▶ **Required action**:
Of the records that follow, copy only the lines from the line containing "spot the red tank top." to the line containing "spot the pink running shoe.", both included, exactly as written.

[Recorded data]
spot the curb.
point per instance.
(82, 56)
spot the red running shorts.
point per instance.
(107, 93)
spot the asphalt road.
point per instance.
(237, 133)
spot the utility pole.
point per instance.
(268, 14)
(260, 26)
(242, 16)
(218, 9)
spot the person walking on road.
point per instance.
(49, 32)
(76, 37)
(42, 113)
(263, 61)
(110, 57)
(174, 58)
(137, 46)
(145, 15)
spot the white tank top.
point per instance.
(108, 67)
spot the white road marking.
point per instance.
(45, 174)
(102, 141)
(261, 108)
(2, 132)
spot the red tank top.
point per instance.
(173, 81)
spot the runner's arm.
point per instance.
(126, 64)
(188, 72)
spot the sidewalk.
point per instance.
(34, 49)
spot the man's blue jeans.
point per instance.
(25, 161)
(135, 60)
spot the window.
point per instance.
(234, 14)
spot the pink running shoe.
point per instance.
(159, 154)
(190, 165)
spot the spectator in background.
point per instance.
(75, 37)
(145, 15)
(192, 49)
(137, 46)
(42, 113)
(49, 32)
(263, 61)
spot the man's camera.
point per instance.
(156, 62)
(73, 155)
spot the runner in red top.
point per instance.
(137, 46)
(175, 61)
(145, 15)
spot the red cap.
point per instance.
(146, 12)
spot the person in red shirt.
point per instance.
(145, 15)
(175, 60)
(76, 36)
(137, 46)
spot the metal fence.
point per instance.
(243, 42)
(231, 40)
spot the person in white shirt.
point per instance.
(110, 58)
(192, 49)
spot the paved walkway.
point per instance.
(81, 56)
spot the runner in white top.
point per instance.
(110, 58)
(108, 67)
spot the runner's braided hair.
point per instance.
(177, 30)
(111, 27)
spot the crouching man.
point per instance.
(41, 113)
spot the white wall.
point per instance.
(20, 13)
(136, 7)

...

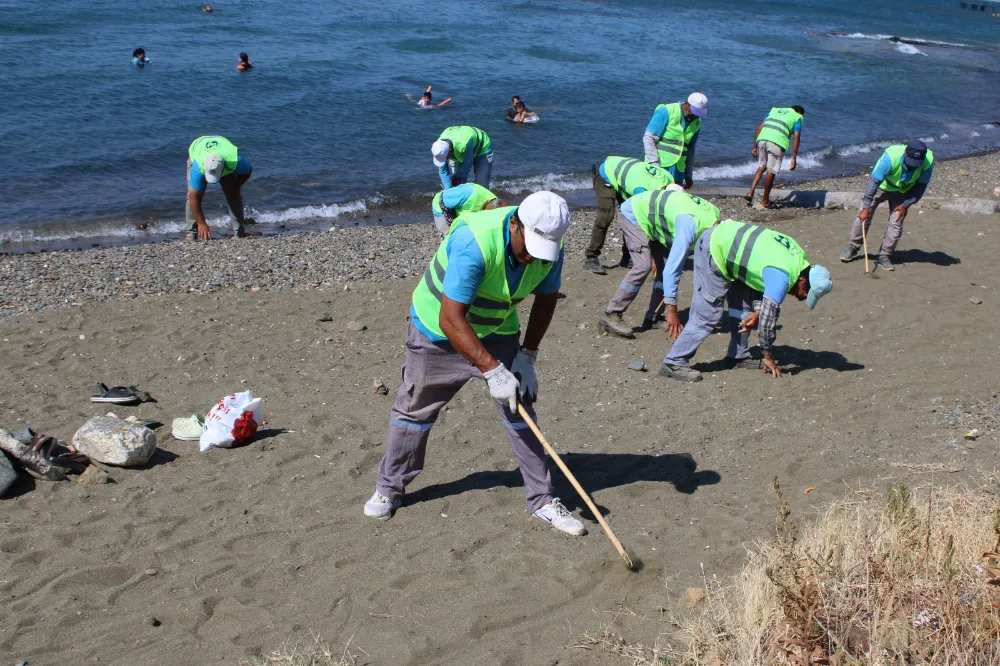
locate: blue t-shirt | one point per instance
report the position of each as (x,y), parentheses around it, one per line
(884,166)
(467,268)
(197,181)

▶ **Answer below**:
spot the red tank top.
point per instance.
(173, 81)
spot the runner's arm.
point per instance.
(126, 64)
(188, 72)
spot the sidewalk.
point per instance.
(34, 49)
spot the man's blue jeans.
point per instance.
(25, 161)
(135, 60)
spot the window.
point per instance.
(234, 14)
spot the pink running shoe.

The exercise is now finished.